Collected data entries
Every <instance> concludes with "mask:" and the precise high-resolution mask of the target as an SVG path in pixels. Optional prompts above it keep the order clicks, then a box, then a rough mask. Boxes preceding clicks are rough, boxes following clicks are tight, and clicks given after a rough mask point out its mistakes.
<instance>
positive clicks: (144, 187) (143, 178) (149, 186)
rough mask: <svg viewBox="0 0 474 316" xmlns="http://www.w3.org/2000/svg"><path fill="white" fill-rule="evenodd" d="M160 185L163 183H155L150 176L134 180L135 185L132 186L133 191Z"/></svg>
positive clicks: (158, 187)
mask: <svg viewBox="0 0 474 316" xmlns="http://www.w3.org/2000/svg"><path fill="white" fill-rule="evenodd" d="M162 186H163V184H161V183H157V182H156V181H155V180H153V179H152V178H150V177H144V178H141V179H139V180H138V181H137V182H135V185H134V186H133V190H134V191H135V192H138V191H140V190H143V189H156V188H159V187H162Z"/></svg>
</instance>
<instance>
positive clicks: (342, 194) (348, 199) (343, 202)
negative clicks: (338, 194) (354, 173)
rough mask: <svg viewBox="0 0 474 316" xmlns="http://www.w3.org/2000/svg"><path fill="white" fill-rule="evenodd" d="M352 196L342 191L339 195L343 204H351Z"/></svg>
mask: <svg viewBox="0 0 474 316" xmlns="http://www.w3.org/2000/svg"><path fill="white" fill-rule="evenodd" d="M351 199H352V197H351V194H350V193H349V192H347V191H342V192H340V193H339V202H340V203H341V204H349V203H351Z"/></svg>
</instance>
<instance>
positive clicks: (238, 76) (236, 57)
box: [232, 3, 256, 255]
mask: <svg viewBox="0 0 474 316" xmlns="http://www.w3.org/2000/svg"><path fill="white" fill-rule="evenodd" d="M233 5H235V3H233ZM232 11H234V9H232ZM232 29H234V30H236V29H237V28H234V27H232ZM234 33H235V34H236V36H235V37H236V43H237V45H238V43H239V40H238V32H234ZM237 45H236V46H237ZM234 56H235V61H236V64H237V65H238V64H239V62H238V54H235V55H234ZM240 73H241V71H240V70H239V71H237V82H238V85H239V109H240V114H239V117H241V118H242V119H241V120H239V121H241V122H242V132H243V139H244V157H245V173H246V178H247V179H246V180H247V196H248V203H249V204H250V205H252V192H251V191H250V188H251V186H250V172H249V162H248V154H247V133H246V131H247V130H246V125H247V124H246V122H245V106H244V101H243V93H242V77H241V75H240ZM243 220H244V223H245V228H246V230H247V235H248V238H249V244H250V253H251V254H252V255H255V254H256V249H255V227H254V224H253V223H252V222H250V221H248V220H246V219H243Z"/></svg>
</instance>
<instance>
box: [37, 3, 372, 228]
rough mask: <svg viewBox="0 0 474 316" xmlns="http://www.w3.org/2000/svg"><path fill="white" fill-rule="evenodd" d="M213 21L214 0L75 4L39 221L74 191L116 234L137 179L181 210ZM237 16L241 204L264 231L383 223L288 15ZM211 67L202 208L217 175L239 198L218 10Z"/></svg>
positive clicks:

TASK STATEMENT: Please output the records once more, exactly as they were written.

EXERCISE RESULT:
Every <instance> concludes with "mask:" and the precise high-resolution mask of the target as an SVG path in pixels. Optional prompts above it keep the order clicks, then a box, then a rough mask. Boxes preceding clicks are rough, boxes following clicks are tight, and clicks given after a rough mask point out its mistakes.
<instance>
positive clicks: (144, 187) (143, 178) (149, 186)
rough mask: <svg viewBox="0 0 474 316" xmlns="http://www.w3.org/2000/svg"><path fill="white" fill-rule="evenodd" d="M160 185L163 183H155L150 176L134 180L135 185L132 186L133 191Z"/></svg>
positive clicks: (158, 187)
mask: <svg viewBox="0 0 474 316" xmlns="http://www.w3.org/2000/svg"><path fill="white" fill-rule="evenodd" d="M162 186H163V184H161V183H157V182H156V181H155V180H153V179H152V178H150V177H144V178H141V179H139V180H138V181H137V182H135V185H134V186H133V190H134V191H135V192H138V191H140V190H143V189H156V188H159V187H162Z"/></svg>
</instance>
<instance>
positive clicks: (342, 194) (348, 199) (343, 202)
negative clicks: (338, 194) (354, 173)
rough mask: <svg viewBox="0 0 474 316" xmlns="http://www.w3.org/2000/svg"><path fill="white" fill-rule="evenodd" d="M352 196L342 191L339 195L343 204H351Z"/></svg>
mask: <svg viewBox="0 0 474 316" xmlns="http://www.w3.org/2000/svg"><path fill="white" fill-rule="evenodd" d="M351 199H352V197H351V194H350V193H349V192H347V191H342V192H340V193H339V202H340V203H341V204H349V203H351Z"/></svg>
</instance>
<instance>
positive clicks: (238, 76) (236, 57)
box: [232, 3, 256, 255]
mask: <svg viewBox="0 0 474 316" xmlns="http://www.w3.org/2000/svg"><path fill="white" fill-rule="evenodd" d="M233 5H235V3H233ZM232 11H234V9H232ZM232 29H234V30H236V29H237V28H234V27H232ZM234 33H235V34H236V36H235V37H236V43H237V45H238V43H239V40H238V32H234ZM237 45H236V46H237ZM234 56H235V61H236V64H237V65H238V64H239V62H238V54H235V55H234ZM240 73H241V71H240V70H239V71H237V82H238V85H239V109H240V114H239V117H241V118H242V119H241V120H239V121H241V122H242V132H243V139H244V157H245V173H246V178H247V179H246V180H247V196H248V203H249V204H250V205H252V192H251V191H250V188H251V186H250V172H249V162H248V154H247V133H246V131H247V130H246V125H247V124H246V122H245V106H244V101H243V93H242V77H241V75H240ZM243 220H244V223H245V228H246V230H247V235H248V238H249V244H250V253H251V254H252V255H255V254H256V249H255V227H254V224H253V223H252V222H250V221H248V220H246V219H243Z"/></svg>
</instance>
<instance>
box: [37, 3, 372, 228]
rough mask: <svg viewBox="0 0 474 316" xmlns="http://www.w3.org/2000/svg"><path fill="white" fill-rule="evenodd" d="M213 21L214 0L75 4L39 221L74 191L116 234L137 179L181 210ZM237 16L241 204L264 231L383 223L288 15ZM211 67L202 208L217 175L239 198L218 10Z"/></svg>
positive clicks:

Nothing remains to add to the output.